Set problem — Copy the text of every entry below word for word, leaving out the pictures.

Dataset extract —
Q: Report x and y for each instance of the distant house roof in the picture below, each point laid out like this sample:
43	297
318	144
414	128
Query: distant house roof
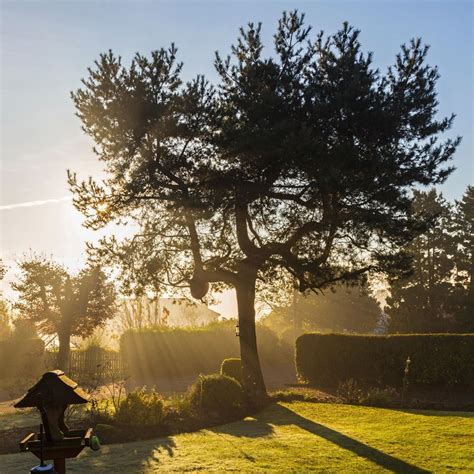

Exercise answer —
Q: Report x and y for each instance of the distant house roof in the picture below, each point laid out like this sample:
43	297
318	144
414	128
Query: distant house roof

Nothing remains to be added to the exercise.